* Text *
=-=-=

Newsletter #4


As most of you have heard by now, our tour has come to a sudden and unfortunate end just inside Deve's belly and north of his large intestine. You've all heard the official singer gets carried away to hospital by sodden drunk and savagely affectionate drummer, undergoes surgery and is attended round the clock by qualified medical professionals while band and management show genuine love and concern and ensure that David is well cared for and comfortable and never out of contact with band for very long version of the story.

Well, we lied.

While we've kept busy touring, writing and improving our pool game, we've managed to put aside a few minutes now and then to brush up on new surgical techniques, so when Dave fell ill en route to Montreal last month, we were well prepared. Knowing intuitively that his appendix had jumped ship and begun working for the competition, consulting surgeons Makowy and Young began to bicker about whether the procedure be major or minor surgery and who would perform all the little ticky bits. Although no consensus could be reached, it was agreed that if we were successful, songs would be sung and stories told of this day for years to come. The question remains, will those songs be written in a major or minor key, and who will perform all the little ticky bits.

After resolving pressing conceptual matters, we laid Dave gently to rest on the middle seat of our rapidly moving van, opened him up like a ripe melon and using only our teeth, a rusty spoon and 3 guitar picks, removed his ruptured appendix, an autographed copy of "Hammer of the Gods", and season's tickets to the Blue Jays.

While administering a final dose of MOIST's favorite premium Mexican anesthetic and grumbling endlessly about the difference a "real serious Shop-Vac" can make in delicate operations of this kind, Chief Surgeon Jeff Pearce was overheard to say, "Ya know, with a few more pints of Cuervo and some green Jell-O, we'd have a thriving and profitable practice here."

Sadly, Jeff's brilliant surgical career was cut short when drummer Paul Wilcox, having just finished darning Dave's belly with a broken E string and sealing it lovingly with MOIST stickers, noticed Jeff slyly pocketing the segment of large intestine containing the Jays tickets. A sound thrashing ensued during which Jeff's soul, all ready loitering on the wrong side of moral outrage, fell headlong into exceptionally bad karma and narrowly missed being whisked off to the bowels of hell to watch Three's Company reruns, eat saltines and attempt to whistle "end of innocence" accurately at speeds exceeding 240 beats per minute as punishment for his cowardly thievery and general tardiness.

In all seriousness we wish Dave a peaceful and complete recovery. Although his convalescence will take about 4 weeks, its nice to know that when we get him back, he'll make a nifty gym bag.

At this point, we usually whip in tour dates, and a couple of smarmy comments about NASA. However, since MAY has been cancelled and the whole, lets get a sticker on the space shuttle thing has been beaten to a gruesome and slightly less than witty death, the most that we can tell you is that MOIST will be back on the road in early June and will throughout the summer, tour the country in a rapidly moving, filth ridden van with no skills but sarcasm and an unrelenting thirst for tequila, searching for the perfect mix of fear and loathing and driven by a rapid distate for daylight and the firm belief that tomorrow is best met naked and screaming with a fistfull of aspirin.

Hide your liquor. Lock up your lawn mower. See you in June.

=-=-=

* Entries shown *
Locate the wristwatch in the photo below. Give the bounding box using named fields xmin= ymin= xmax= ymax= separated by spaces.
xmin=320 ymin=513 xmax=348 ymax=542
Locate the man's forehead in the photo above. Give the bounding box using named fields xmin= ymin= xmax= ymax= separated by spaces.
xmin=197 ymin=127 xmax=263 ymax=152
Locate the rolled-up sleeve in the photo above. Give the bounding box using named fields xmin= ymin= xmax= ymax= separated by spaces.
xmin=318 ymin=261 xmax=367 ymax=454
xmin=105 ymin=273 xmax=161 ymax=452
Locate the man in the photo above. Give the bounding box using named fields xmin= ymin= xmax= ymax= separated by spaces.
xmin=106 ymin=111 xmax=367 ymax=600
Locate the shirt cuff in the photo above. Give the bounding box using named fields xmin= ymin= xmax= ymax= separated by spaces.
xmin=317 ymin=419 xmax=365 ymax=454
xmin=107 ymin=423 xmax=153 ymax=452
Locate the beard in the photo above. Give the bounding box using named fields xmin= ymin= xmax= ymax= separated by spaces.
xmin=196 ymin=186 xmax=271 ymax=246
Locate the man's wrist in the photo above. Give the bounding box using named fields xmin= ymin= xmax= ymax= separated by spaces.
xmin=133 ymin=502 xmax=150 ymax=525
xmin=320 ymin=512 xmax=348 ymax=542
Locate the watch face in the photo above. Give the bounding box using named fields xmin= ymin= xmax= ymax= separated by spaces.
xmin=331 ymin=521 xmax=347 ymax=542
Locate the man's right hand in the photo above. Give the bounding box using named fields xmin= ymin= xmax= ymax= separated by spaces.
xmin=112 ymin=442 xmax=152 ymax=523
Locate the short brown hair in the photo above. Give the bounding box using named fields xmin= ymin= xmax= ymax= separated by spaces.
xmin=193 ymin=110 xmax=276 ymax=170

=-=-=

* Aim of the exercise *
According to the newsletter, when will MOIST return to the road? The lines above have no connection to the newsletter.

* Exercise result *
In early June.